= Job =
Copy the lines below verbatim, but only from the line containing "Task: spot one point per instance of the forearm." through the end of the data.

= The records =
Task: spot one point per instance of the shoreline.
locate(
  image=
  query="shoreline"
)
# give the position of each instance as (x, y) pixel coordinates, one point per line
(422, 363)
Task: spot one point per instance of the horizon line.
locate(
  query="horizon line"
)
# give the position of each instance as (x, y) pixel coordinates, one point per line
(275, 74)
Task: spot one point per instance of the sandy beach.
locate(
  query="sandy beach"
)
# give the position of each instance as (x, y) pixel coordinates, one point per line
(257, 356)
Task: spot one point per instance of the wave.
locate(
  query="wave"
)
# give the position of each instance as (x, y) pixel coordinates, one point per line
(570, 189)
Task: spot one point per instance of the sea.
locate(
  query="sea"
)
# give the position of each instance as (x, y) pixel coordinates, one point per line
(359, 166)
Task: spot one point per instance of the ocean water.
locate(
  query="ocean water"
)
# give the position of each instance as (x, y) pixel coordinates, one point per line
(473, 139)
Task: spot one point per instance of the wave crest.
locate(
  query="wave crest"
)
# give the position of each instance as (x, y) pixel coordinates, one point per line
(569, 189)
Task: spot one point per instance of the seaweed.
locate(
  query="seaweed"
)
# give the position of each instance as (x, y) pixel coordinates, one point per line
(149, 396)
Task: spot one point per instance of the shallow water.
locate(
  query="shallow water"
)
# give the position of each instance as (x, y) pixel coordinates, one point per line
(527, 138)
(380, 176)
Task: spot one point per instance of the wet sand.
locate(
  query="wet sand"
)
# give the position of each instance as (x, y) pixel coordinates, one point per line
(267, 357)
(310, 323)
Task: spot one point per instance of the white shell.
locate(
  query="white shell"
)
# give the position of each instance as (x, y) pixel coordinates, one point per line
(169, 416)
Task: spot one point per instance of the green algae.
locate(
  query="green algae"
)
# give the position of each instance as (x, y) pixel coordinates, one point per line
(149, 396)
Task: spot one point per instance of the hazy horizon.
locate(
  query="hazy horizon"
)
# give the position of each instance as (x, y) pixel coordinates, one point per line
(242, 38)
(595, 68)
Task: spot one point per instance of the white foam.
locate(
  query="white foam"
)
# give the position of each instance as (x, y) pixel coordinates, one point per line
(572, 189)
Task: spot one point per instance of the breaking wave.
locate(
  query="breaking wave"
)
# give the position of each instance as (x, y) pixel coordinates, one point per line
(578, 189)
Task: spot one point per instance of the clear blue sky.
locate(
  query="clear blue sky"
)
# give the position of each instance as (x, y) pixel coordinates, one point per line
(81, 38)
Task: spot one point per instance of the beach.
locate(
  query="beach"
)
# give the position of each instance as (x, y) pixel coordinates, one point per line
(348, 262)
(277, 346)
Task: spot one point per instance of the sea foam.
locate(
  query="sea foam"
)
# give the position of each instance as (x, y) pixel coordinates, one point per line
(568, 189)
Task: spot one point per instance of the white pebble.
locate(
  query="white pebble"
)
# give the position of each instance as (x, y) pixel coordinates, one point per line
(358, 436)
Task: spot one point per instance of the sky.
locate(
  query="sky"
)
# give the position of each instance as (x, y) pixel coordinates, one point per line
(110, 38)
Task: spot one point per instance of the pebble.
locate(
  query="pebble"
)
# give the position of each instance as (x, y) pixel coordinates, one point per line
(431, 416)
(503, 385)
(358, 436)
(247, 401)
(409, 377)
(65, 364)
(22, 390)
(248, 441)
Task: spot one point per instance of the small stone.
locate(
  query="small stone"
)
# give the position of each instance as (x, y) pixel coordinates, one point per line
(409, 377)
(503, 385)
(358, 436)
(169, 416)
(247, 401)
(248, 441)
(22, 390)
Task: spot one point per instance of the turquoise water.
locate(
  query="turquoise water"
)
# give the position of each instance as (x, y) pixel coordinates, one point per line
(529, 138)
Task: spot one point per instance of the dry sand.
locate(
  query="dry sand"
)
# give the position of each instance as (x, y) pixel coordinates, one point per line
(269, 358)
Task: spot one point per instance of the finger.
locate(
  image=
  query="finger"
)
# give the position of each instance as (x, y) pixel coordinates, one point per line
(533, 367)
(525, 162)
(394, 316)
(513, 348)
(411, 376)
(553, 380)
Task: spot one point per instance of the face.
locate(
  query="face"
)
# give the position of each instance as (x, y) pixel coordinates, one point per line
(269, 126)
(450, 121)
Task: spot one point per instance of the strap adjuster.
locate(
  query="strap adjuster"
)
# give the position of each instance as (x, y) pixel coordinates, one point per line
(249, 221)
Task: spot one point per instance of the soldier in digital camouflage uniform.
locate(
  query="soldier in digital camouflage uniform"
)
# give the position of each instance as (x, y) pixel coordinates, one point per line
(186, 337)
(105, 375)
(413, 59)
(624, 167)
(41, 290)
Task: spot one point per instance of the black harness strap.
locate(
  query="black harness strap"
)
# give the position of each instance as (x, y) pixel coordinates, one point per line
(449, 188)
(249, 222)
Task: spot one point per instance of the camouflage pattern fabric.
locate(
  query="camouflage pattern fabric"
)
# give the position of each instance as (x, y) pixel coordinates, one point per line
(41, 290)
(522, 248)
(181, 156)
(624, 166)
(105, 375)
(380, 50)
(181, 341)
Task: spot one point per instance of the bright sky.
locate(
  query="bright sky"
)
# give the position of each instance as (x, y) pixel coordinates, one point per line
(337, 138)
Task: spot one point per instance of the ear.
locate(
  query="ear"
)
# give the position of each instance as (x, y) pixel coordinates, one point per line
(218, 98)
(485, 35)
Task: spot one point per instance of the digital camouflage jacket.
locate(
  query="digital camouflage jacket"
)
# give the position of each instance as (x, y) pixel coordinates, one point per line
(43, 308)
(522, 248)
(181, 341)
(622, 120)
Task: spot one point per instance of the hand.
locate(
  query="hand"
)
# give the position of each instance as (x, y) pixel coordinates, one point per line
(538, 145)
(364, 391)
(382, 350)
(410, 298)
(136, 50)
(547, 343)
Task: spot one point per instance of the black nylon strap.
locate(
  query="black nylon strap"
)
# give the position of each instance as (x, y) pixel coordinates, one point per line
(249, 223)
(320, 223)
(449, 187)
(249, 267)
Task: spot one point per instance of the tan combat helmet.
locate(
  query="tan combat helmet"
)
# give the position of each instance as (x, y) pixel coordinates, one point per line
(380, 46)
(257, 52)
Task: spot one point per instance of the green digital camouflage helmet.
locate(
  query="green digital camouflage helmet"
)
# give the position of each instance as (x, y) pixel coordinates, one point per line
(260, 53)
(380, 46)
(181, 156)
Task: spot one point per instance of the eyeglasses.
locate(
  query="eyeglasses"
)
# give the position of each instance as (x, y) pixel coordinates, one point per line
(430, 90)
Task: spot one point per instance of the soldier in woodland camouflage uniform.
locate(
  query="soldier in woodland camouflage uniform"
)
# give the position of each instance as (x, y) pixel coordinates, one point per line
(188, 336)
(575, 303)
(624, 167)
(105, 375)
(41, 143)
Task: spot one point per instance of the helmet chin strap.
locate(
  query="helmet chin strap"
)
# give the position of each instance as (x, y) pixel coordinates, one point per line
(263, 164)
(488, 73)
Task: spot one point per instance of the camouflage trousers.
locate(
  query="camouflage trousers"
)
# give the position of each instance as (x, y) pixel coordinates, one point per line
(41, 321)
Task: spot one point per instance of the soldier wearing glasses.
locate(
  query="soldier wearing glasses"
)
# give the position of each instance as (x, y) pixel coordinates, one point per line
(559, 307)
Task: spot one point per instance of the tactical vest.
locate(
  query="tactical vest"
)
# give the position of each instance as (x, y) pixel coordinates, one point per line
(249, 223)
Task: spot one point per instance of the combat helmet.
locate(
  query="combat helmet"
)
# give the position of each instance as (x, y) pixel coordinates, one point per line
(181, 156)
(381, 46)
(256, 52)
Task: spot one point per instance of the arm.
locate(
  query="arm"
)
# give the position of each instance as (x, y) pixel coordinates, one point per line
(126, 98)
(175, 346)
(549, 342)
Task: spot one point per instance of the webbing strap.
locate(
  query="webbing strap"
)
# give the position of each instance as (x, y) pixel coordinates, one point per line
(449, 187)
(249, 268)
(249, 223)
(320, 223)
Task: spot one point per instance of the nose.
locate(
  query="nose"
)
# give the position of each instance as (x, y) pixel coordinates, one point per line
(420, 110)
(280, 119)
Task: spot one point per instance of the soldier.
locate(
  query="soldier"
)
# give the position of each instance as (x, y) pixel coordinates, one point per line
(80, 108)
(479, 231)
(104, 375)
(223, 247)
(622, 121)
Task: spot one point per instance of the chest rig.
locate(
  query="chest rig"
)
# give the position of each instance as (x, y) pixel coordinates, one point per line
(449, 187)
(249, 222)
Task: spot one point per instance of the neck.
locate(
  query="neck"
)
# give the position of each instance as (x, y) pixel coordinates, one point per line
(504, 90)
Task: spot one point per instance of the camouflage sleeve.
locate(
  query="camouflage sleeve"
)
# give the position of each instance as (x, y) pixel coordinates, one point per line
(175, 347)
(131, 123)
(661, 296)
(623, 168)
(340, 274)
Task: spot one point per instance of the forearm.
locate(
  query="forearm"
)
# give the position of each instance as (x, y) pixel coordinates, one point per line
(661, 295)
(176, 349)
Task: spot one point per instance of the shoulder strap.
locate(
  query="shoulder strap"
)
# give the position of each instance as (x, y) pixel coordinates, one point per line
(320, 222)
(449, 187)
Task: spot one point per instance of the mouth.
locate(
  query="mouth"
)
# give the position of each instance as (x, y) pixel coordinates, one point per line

= Exercise response =
Task: spot one point per instance of the forearm.
locate(
  query="forearm"
)
# give the position of each instance as (x, y) pixel coordinates, one point per line
(661, 295)
(176, 349)
Task: spot one point per instance of the shoulder strap.
locate(
  query="shoulder strap"
)
# give the position of each instance as (x, y) pixel coordinates, one point per line
(320, 222)
(449, 187)
Task: spot one point per instance of the mouth.
locate(
  query="mouth"
)
# give the position of each instance as (x, y) pixel coordinates, one point per line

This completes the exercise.